• **READING PASSAGE**:
Coder Social home page Coder Social logo

pythseq / flye Goto Github PK

View Code? Open in Web Editor NEW

This project forked from mikolmogorov/flye

0.0 0.0 0.0 9.29 MB

Fast and accurate de novo assembler for single molecule sequencing reads

License: BSD 3-Clause "New" or "Revised" License

Python 2.95% Makefile 0.24% C++ 82.69% C 8.60% Objective-C 0.12% Roff 0.45% JavaScript 1.90% TeX 2.94% Perl 0.02% Shell 0.03% Gnuplot 0.06%

flye's Introduction

Flye assembler

BioConda Install

Version: 2.3.7

Flye is a de novo assembler for long and noisy reads, such as those produced by PacBio and Oxford Nanopore Technologies. It is built on top of the ABruijn assembler, and features many new algorithmic improvements. The core read overlapping algorithm uses an A-Bruijn graph to find the mappings between reads and does not require them to be error-corrected. As a result, Flye is 2-10 times faster then hierarchical assembly pipelines. After the initial contig assembly, Flye constructs assembly (repeat) graph and accurately resolves repeats using bridging reads. The package also includes a polisher module, which produces the final assembly of high nucleotide-level quality.

Latest updates

Flye 2.3.7 released (14 Nov)

  • Improvements in repeat edges detection
  • More precise read mapping - more contigious assemblies for some datasets
  • Memory and performance optimizations for high-coverage datasets
  • More accurate repeat graphs for complex datasets

Experimental metagenome version (24 Sep 2018)

Experimental Flye version for metagenome assembly is available in the 'flye-meta' branch of this repository. Be aware that this is still an early 'beta' version, and the code is frequently updated.

Flye 2.3.6 released (24 Sep 2018)

  • Memory consumption for large genome assemblies reduced by ~30%
  • It could be reduced even further by using the new option --asm-coverage, which specifies a subset of reads for initial contig assembly
  • Better repeat graph representation for complex genomes
  • Various bugfixes and stability improvements

Flye 2.3 released (04 Jan 2018)

  • ABruijn 2.x branch has been renamed to Flye, highlighting many substantial algorithmic changes
  • Stable version of the repeat analysis module
  • New command-line syntax (fallback mode with the old syntax is available)
  • New --subassemblies mode for generating consensus of multiple assemblies
  • Improved preformance and reduced memory footprint (now scales to human genome)
  • Corrected reads are now supported
  • Extra output with information about the contigs (coverage, multiplicity, graph paths etc.)
  • Gzipped Fasta/q support
  • Multiple read files support
  • Various bugfixes

Manuals

Assembly graph

The Flye algorithms are operating on the assembly (repeat) graph. The edges in this graph represent genomic sequences, and nodes simply serve as junctions. The genoimc chromosomes traverse this graph (in an unknown way) so as each unique edge is covered exactly once. The genomic repeats that were not resolved are collapsed into the corresponding edges in the graph (therefore genome structure remain umbigious).

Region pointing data
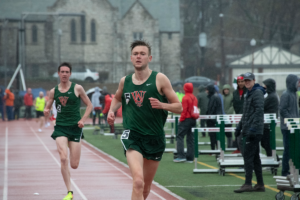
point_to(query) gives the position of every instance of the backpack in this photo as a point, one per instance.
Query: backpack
(194, 111)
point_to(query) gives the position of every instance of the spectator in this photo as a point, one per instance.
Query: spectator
(251, 126)
(221, 97)
(107, 102)
(270, 106)
(238, 102)
(47, 119)
(18, 103)
(28, 102)
(2, 104)
(288, 109)
(9, 102)
(40, 103)
(228, 108)
(185, 126)
(202, 104)
(214, 107)
(179, 92)
(96, 105)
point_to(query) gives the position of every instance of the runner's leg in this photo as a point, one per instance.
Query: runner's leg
(42, 119)
(62, 147)
(150, 168)
(135, 162)
(75, 152)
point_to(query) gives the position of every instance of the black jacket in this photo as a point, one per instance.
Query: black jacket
(288, 101)
(271, 104)
(253, 116)
(214, 106)
(238, 102)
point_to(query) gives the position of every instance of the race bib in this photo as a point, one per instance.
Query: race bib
(125, 134)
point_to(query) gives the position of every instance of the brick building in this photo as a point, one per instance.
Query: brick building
(99, 40)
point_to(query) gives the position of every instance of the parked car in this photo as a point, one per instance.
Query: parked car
(83, 74)
(200, 80)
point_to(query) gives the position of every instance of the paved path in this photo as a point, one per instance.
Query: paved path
(30, 169)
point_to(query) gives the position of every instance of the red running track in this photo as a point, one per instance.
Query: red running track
(30, 169)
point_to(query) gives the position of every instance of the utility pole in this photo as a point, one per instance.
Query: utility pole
(203, 31)
(223, 67)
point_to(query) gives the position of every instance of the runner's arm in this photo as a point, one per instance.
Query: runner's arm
(86, 101)
(49, 102)
(165, 86)
(116, 103)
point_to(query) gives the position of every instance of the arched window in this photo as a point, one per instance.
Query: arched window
(73, 30)
(93, 30)
(34, 33)
(82, 21)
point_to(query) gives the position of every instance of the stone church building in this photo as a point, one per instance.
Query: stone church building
(99, 40)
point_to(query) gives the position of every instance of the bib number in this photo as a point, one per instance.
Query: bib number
(125, 134)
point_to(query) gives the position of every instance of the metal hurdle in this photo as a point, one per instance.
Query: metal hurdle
(291, 182)
(233, 160)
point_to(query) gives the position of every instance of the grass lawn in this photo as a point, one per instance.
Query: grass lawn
(179, 177)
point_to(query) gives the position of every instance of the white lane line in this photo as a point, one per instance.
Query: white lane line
(5, 165)
(208, 186)
(73, 183)
(161, 187)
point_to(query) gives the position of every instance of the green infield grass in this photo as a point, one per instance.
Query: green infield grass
(179, 177)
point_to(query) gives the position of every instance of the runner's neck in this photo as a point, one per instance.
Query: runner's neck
(64, 86)
(142, 76)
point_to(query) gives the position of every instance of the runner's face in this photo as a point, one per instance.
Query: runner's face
(241, 83)
(249, 84)
(64, 74)
(140, 57)
(226, 91)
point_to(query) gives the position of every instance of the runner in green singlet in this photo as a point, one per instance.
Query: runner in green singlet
(69, 123)
(144, 97)
(40, 104)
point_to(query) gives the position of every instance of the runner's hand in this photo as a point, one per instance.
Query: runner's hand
(111, 118)
(80, 124)
(155, 103)
(46, 112)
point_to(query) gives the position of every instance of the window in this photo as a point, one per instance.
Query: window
(35, 70)
(73, 30)
(93, 30)
(34, 33)
(82, 22)
(137, 35)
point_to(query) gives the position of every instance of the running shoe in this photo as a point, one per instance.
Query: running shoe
(69, 196)
(179, 160)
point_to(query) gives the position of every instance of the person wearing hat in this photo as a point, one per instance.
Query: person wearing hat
(251, 128)
(288, 109)
(238, 102)
(214, 107)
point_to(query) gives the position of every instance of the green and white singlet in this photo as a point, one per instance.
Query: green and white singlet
(68, 115)
(144, 125)
(138, 114)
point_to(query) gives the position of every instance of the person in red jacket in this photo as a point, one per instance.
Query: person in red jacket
(185, 126)
(107, 101)
(28, 102)
(9, 102)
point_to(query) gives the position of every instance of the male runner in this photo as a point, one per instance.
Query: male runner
(39, 104)
(144, 97)
(68, 128)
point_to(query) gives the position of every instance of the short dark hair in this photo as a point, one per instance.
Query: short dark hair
(141, 43)
(65, 64)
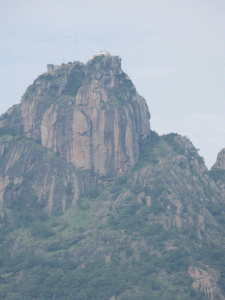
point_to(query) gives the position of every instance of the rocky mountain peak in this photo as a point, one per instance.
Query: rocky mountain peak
(91, 115)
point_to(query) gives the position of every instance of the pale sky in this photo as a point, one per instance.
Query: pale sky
(173, 51)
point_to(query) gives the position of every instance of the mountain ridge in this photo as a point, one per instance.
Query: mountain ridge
(155, 230)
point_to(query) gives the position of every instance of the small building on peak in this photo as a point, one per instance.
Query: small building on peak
(105, 53)
(51, 67)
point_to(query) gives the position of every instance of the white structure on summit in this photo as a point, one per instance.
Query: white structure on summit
(100, 53)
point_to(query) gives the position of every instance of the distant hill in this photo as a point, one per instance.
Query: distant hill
(95, 205)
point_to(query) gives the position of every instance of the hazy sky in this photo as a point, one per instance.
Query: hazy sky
(173, 51)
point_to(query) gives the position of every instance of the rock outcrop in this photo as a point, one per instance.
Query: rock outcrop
(90, 114)
(220, 162)
(206, 281)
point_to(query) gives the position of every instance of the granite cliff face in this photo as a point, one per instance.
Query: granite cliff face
(90, 114)
(94, 205)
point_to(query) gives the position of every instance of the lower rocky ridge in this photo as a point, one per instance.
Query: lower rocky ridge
(156, 231)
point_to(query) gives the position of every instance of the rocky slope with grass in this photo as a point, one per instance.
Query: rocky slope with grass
(138, 217)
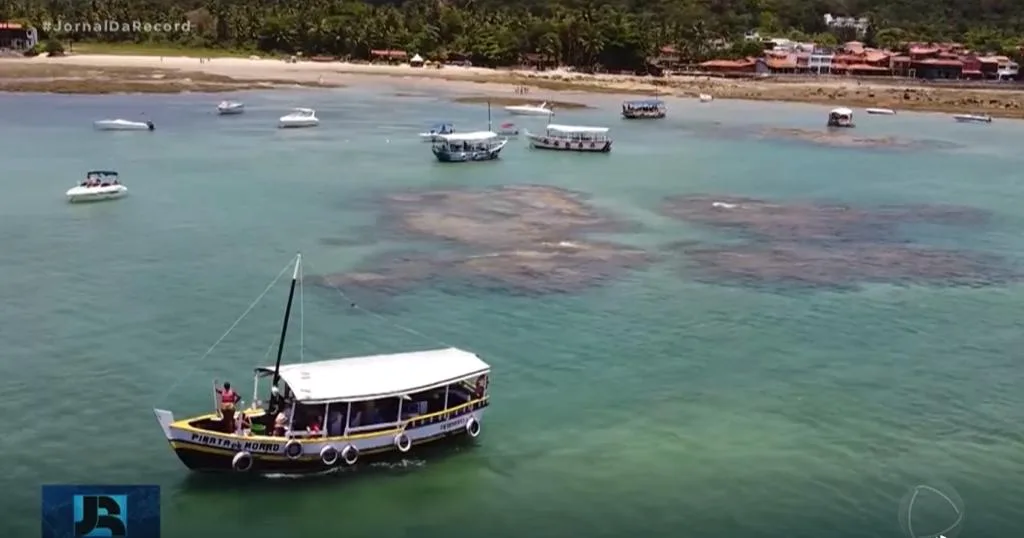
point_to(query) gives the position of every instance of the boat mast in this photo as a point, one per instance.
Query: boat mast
(284, 327)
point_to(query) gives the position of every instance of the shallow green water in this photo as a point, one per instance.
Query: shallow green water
(655, 405)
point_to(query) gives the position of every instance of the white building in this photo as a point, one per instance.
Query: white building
(860, 25)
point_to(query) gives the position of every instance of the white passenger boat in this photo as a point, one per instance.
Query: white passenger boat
(230, 108)
(469, 147)
(508, 129)
(973, 118)
(644, 110)
(530, 110)
(98, 185)
(299, 118)
(123, 125)
(435, 132)
(841, 117)
(335, 413)
(572, 138)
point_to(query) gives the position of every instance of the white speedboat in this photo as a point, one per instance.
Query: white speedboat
(437, 132)
(973, 118)
(123, 125)
(508, 129)
(571, 138)
(529, 110)
(98, 185)
(229, 108)
(299, 118)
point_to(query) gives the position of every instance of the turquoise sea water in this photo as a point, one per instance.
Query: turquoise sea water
(657, 404)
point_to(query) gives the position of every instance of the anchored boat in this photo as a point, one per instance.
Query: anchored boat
(230, 108)
(299, 118)
(572, 138)
(973, 118)
(336, 412)
(123, 125)
(644, 110)
(529, 110)
(98, 185)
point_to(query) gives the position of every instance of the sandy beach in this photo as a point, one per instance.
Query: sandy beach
(107, 74)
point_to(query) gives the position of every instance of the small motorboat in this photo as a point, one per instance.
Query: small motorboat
(230, 108)
(123, 125)
(98, 185)
(436, 132)
(508, 129)
(529, 110)
(973, 118)
(299, 118)
(841, 117)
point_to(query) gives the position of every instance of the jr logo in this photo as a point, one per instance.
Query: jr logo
(97, 515)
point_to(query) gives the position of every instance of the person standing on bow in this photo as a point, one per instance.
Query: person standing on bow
(228, 399)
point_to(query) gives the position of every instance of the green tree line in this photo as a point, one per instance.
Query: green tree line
(587, 34)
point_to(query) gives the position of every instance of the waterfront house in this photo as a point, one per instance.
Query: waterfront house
(17, 37)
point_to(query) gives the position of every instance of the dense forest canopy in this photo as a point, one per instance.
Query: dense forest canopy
(613, 34)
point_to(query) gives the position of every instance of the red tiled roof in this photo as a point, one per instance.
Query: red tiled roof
(864, 67)
(780, 63)
(727, 64)
(942, 63)
(389, 53)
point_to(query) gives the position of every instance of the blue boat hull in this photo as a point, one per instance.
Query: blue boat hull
(466, 157)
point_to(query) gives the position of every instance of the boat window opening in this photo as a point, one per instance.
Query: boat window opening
(374, 415)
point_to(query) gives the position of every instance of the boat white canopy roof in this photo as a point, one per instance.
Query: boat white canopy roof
(372, 377)
(576, 128)
(474, 136)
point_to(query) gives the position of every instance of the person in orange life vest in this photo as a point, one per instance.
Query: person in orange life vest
(227, 400)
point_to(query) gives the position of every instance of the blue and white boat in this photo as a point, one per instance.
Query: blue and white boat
(468, 147)
(435, 132)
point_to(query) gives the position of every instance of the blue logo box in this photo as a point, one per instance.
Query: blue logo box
(100, 511)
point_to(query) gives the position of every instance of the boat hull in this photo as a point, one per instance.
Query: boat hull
(81, 195)
(528, 112)
(636, 115)
(297, 124)
(125, 126)
(448, 156)
(542, 142)
(213, 452)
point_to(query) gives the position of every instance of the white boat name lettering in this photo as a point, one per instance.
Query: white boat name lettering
(248, 446)
(453, 425)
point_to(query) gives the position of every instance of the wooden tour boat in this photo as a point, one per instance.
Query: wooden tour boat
(336, 412)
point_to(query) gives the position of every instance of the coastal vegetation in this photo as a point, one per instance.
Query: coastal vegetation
(587, 34)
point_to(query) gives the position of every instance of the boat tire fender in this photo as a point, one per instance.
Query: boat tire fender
(402, 443)
(473, 427)
(293, 449)
(329, 455)
(349, 455)
(242, 462)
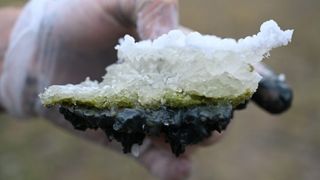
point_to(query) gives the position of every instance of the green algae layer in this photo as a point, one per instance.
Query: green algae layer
(169, 99)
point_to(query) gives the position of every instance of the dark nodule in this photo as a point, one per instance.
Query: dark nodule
(181, 127)
(273, 95)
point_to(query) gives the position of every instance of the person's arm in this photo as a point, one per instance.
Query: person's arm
(8, 17)
(66, 41)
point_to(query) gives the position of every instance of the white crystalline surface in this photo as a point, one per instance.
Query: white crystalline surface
(176, 68)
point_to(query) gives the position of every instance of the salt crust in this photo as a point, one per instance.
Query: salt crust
(176, 63)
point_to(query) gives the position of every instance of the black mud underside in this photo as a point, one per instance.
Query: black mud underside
(181, 127)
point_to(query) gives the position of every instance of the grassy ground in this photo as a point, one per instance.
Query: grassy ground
(257, 146)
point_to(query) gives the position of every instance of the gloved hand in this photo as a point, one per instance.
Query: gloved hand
(64, 41)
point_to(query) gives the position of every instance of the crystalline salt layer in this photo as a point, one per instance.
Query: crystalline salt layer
(176, 65)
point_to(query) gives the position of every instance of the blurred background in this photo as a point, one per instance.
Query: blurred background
(256, 146)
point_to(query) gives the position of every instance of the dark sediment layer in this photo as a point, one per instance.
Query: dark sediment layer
(129, 126)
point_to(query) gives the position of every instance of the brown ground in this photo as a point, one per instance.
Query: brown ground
(257, 146)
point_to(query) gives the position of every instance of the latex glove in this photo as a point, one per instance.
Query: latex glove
(64, 41)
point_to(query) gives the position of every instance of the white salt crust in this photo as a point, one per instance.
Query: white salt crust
(197, 64)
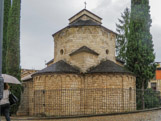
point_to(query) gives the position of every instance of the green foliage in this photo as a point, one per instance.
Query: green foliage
(151, 99)
(13, 47)
(123, 31)
(7, 6)
(140, 52)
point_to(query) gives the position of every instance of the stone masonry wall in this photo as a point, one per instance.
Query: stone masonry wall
(71, 94)
(94, 37)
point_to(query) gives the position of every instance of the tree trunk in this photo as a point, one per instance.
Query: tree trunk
(142, 90)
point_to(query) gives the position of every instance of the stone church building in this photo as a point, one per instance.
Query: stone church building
(84, 77)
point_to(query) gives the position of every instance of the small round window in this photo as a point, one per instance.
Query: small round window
(61, 51)
(107, 51)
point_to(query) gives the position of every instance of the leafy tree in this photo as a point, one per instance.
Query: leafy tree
(140, 52)
(123, 31)
(151, 99)
(7, 6)
(13, 46)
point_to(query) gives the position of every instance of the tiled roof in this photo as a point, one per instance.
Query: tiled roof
(104, 67)
(84, 49)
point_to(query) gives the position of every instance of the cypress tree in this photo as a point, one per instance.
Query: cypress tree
(7, 6)
(140, 52)
(13, 47)
(122, 29)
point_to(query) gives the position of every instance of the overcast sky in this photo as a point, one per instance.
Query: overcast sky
(41, 18)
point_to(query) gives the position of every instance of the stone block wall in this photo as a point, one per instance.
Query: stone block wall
(94, 37)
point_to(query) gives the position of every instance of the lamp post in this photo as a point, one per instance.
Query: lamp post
(1, 39)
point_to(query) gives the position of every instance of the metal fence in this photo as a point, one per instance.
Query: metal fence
(83, 102)
(69, 102)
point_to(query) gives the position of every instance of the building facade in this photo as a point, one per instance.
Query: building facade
(84, 77)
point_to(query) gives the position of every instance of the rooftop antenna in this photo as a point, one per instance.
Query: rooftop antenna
(85, 4)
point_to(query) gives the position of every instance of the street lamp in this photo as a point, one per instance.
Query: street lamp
(1, 39)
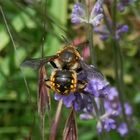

• **WHAT THE TASK ASKS**: Pull out the passage of the Flye assembler page between "Experimental Flye version" and "(04 Jan 2018)", inclusive.

• **EXERCISE SOLUTION**:
Experimental Flye version for metagenome assembly is available in the 'flye-meta' branch of this repository. Be aware that this is still an early 'beta' version, and the code is frequently updated.

Flye 2.3.6 released (24 Sep 2018)

  • Memory consumption for large genome assemblies reduced by ~30%
  • It could be reduced even further by using the new option --asm-coverage, which specifies a subset of reads for initial contig assembly
  • Better repeat graph representation for complex genomes
  • Various bugfixes and stability improvements

Flye 2.3 released (04 Jan 2018)